> _Excerpt to read_:
┌──

From a9bebf222031b6c8dfabe603fa86fb9a2e3f2475 Mon Sep 17 00:00:00 2001
From: nams1570 <amanganapathy@gmail.com>
Date: Wed, 11 Feb 2026 19:51:28 -0800
Subject: [PATCH 05/12] fix: skipped, cancelled emails cant be retried now

---
 apps/backend/src/app/api/latest/emails/outbox/crud.tsx | 1 +
 apps/backend/src/lib/email-queue-step.tsx              | 4 ++++
 2 files changed, 5 insertions(+)

diff --git a/apps/backend/src/app/api/latest/emails/outbox/crud.tsx b/apps/backend/src/app/api/latest/emails/outbox/crud.tsx
index 42d76eec31..3b61c65a5d 100644
--- a/apps/backend/src/app/api/latest/emails/outbox/crud.tsx
+++ b/apps/backend/src/app/api/latest/emails/outbox/crud.tsx
@@ -381,6 +381,7 @@ export const emailOutboxCrudHandlers = createLazyProxy(() => createCrudHandlers(
       // Cancel action - mark as skipped
       set("isPaused", Prisma.sql`false`);
       set("isQueued", Prisma.sql`false`);
+      setNull("nextSendRetryAt"); // Clear any pending retry so it won't be picked up
       set("skippedReason", Prisma.sql`'MANUALLY_CANCELLED'::"EmailOutboxSkippedReason"`);
       set("skippedDetails", Prisma.sql`'{}'::jsonb`);
     } else {
diff --git a/apps/backend/src/lib/email-queue-step.tsx b/apps/backend/src/lib/email-queue-step.tsx
index e82b22d7a9..01a8b04951 100644
--- a/apps/backend/src/lib/email-queue-step.tsx
+++ b/apps/backend/src/lib/email-queue-step.tsx
@@ -523,6 +523,8 @@ async function prepareSendPlan(deltaSeconds: number): Promise<TenancySendBatch[]
   const tenancyIds = await globalPrismaClient.emailOutbox.findMany({
     where: {
       isPaused: false,
+      skippedReason: null, // Don't process skipped/cancelled emails
+      finishedSendingAt: null, // Don't process already-finished emails (defense in depth)

└──

> _Set of tasks_:
1. In the email outbox patch, why does the cancel action now call setNull on "nextSendRetryAt"?
2. Which lines of the listing contain the string "strap"? Select every one, treating case as significant.

[Location labeling records]
┌──

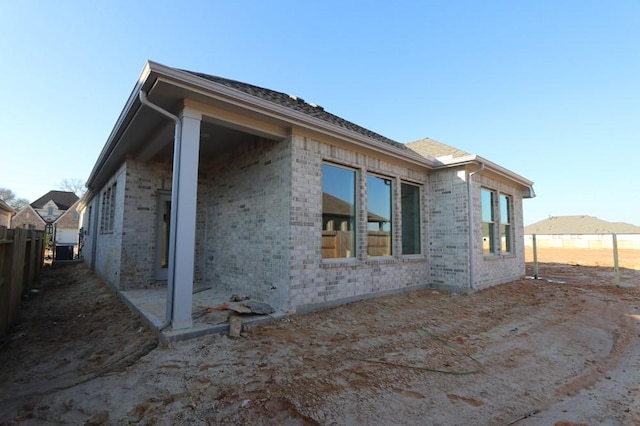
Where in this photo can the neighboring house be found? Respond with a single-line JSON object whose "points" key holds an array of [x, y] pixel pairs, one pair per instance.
{"points": [[582, 232], [220, 183], [6, 212], [55, 212]]}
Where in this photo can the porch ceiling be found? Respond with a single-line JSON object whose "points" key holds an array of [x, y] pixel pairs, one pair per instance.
{"points": [[214, 140]]}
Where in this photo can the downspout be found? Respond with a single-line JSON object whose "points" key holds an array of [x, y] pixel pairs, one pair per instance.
{"points": [[480, 168], [177, 142]]}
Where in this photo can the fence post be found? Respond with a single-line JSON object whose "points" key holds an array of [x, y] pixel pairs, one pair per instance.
{"points": [[615, 260], [535, 257]]}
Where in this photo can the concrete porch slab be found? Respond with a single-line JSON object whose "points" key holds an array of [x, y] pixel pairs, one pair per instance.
{"points": [[208, 318]]}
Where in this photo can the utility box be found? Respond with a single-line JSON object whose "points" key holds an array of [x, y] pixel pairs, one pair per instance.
{"points": [[64, 252]]}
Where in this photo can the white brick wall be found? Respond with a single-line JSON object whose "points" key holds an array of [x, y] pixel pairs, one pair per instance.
{"points": [[246, 221], [491, 270], [448, 228], [318, 282], [259, 226]]}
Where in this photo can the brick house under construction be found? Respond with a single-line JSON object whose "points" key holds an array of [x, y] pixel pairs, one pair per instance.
{"points": [[210, 180]]}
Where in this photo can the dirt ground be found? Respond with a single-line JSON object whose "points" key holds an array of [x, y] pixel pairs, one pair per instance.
{"points": [[627, 258], [563, 350]]}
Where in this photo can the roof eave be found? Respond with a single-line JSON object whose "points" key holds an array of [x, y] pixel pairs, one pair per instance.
{"points": [[493, 167], [295, 117]]}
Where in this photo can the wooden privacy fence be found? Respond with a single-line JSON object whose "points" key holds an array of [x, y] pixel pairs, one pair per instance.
{"points": [[616, 250], [21, 260], [340, 243]]}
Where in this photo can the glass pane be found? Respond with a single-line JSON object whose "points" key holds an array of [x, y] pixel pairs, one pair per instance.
{"points": [[487, 205], [164, 238], [338, 212], [410, 219], [505, 238], [378, 216], [488, 245], [505, 209]]}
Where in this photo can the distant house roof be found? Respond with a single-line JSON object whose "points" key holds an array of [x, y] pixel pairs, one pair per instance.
{"points": [[338, 207], [297, 104], [4, 206], [570, 225], [432, 148], [63, 199]]}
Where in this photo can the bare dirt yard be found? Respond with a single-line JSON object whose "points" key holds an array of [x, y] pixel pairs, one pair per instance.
{"points": [[559, 352]]}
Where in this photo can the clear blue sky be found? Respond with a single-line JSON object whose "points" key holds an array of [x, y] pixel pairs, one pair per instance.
{"points": [[548, 89]]}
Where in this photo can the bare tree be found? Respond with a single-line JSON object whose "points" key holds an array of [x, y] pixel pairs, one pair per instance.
{"points": [[9, 197], [73, 185]]}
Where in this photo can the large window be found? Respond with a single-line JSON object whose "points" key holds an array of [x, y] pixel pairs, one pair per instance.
{"points": [[338, 212], [505, 223], [497, 218], [488, 221], [379, 216], [410, 208]]}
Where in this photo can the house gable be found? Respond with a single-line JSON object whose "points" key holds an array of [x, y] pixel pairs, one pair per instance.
{"points": [[27, 217]]}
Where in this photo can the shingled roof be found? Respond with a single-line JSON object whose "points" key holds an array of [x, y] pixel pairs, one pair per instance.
{"points": [[432, 148], [574, 225], [297, 104], [63, 199]]}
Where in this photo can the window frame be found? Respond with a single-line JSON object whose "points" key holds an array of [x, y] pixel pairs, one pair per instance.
{"points": [[505, 224], [388, 250], [108, 209], [497, 229], [416, 225], [348, 246], [489, 247]]}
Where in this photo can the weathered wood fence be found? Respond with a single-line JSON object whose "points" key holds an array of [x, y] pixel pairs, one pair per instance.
{"points": [[609, 249], [21, 260], [340, 243]]}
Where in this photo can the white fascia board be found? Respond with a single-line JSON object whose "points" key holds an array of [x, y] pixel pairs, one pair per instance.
{"points": [[112, 140], [239, 98], [489, 165]]}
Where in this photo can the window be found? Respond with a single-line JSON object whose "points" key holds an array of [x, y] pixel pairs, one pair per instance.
{"points": [[378, 216], [488, 221], [410, 205], [89, 220], [108, 210], [338, 212], [505, 223]]}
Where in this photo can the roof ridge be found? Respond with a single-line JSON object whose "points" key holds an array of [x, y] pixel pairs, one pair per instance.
{"points": [[298, 104]]}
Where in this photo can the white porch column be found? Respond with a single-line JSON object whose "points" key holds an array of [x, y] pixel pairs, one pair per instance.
{"points": [[184, 192]]}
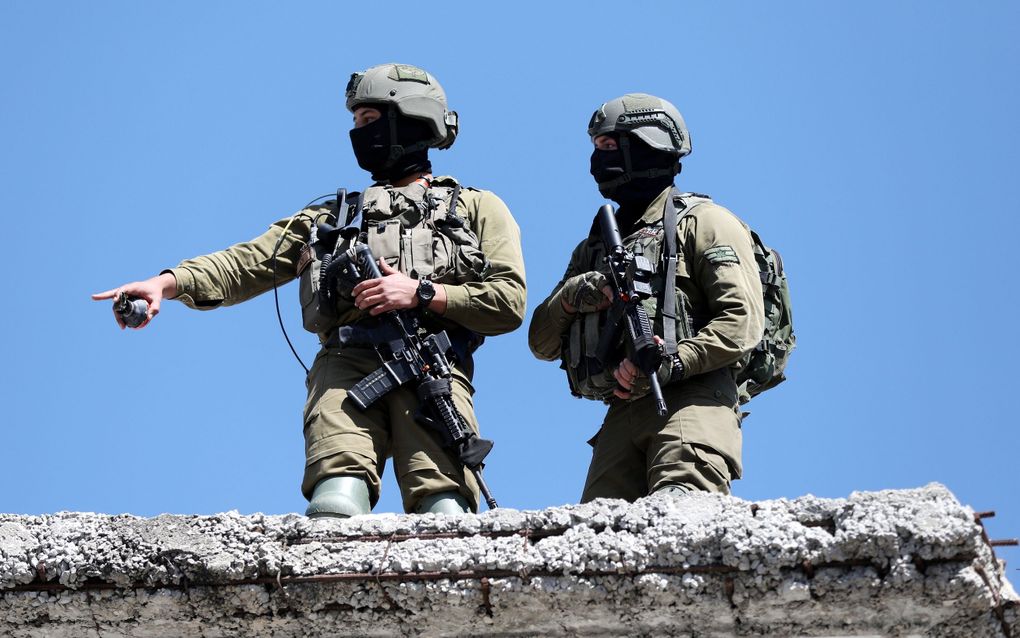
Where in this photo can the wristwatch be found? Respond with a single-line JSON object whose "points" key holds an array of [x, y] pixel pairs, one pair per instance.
{"points": [[425, 292]]}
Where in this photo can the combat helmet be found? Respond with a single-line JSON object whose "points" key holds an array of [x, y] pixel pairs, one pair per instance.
{"points": [[412, 92], [652, 119]]}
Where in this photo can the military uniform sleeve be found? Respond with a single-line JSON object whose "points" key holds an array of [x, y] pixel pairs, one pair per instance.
{"points": [[550, 321], [243, 271], [496, 304], [723, 266]]}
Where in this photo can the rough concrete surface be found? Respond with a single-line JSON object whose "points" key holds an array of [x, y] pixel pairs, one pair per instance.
{"points": [[904, 562]]}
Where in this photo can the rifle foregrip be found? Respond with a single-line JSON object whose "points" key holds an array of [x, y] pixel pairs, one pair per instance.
{"points": [[369, 389]]}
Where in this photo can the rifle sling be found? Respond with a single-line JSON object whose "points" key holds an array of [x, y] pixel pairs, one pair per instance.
{"points": [[668, 305]]}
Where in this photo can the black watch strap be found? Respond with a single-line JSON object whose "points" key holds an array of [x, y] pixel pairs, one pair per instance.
{"points": [[425, 292]]}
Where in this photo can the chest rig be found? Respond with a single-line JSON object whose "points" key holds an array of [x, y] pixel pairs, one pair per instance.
{"points": [[415, 229], [668, 307]]}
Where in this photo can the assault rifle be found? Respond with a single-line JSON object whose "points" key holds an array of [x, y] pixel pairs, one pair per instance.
{"points": [[407, 354], [629, 277]]}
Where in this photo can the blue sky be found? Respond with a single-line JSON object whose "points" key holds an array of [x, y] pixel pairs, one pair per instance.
{"points": [[874, 144]]}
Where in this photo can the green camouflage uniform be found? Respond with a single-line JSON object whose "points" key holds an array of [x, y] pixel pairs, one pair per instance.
{"points": [[698, 442], [340, 438]]}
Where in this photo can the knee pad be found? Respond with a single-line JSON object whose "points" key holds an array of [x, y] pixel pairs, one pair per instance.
{"points": [[673, 489], [444, 502], [340, 497]]}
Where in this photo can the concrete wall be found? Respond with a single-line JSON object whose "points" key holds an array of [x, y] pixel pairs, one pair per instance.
{"points": [[887, 563]]}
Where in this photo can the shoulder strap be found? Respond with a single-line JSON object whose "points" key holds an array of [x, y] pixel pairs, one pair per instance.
{"points": [[452, 208], [669, 286]]}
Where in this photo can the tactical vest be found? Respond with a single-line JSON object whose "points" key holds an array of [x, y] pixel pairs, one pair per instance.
{"points": [[423, 239], [757, 372], [591, 378]]}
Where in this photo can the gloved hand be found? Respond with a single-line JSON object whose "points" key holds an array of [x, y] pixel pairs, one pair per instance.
{"points": [[588, 292]]}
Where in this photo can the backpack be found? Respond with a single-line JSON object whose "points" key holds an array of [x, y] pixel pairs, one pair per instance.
{"points": [[764, 367]]}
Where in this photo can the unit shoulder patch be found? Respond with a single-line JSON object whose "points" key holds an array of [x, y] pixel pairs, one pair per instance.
{"points": [[721, 254]]}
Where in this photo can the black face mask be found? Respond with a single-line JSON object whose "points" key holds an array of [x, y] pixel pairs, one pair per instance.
{"points": [[372, 143], [608, 166]]}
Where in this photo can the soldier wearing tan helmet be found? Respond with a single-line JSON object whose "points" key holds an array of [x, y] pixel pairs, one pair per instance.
{"points": [[448, 252], [715, 314]]}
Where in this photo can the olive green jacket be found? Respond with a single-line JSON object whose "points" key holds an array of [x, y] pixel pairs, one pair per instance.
{"points": [[716, 272], [492, 306]]}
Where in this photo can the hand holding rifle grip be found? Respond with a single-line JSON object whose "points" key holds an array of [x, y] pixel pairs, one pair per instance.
{"points": [[646, 352]]}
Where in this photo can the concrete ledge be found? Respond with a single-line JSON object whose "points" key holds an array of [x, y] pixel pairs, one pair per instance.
{"points": [[886, 563]]}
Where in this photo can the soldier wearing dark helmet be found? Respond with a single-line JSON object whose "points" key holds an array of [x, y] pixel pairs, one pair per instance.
{"points": [[450, 253], [706, 309]]}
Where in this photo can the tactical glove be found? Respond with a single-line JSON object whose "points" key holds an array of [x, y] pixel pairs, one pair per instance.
{"points": [[583, 292], [670, 370]]}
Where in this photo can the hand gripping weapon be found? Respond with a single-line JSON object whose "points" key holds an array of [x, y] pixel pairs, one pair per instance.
{"points": [[409, 354], [629, 277]]}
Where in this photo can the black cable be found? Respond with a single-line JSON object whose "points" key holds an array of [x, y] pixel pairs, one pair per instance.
{"points": [[275, 284]]}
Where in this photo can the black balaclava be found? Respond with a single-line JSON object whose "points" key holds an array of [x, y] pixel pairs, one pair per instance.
{"points": [[635, 194], [373, 144]]}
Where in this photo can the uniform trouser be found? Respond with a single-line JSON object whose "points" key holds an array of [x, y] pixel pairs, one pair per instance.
{"points": [[343, 439], [697, 443]]}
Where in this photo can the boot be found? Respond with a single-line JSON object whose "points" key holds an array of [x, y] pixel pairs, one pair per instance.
{"points": [[340, 497]]}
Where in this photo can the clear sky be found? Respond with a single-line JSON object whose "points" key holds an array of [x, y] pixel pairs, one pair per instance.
{"points": [[874, 144]]}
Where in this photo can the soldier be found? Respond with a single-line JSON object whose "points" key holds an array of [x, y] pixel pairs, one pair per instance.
{"points": [[717, 317], [451, 253]]}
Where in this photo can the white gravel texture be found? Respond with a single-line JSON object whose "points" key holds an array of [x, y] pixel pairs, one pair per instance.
{"points": [[899, 562]]}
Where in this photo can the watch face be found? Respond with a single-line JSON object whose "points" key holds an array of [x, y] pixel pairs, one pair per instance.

└──

> _Answers to each task_:
1. It clears any pending retry so that the cancelled email won't be picked up again.

2.
Where in this photo can the black watch strap be found? Respond with a single-line JSON object whose "points" key holds an array of [x, y] pixel pairs, one pair per instance.
Where in this photo can the shoulder strap be found? Respond with a single-line JSON object whose "points" key holds an array of [x, y] pixel pairs, one pair per instance.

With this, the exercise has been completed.